INPUT MATERIAL
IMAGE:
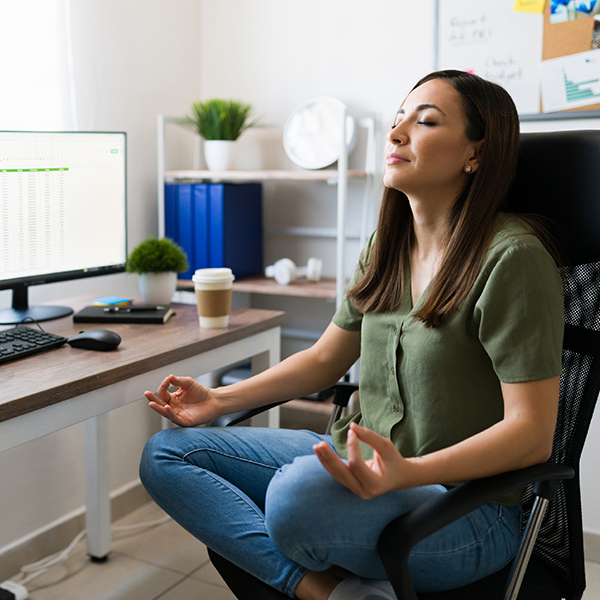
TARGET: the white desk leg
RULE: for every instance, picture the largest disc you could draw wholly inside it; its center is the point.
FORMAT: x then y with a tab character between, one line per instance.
97	487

WHAT TO DO
Set down the lines of the records above exactly, apart from the pictures.

OUTPUT
IMAGE:
TARGET: the white desk leg
RULE: for every instance, picture the largest disc you could draw wholly inside it; its center is the point.
FORMAT: x then y with a tab character between, one line per instance.
97	487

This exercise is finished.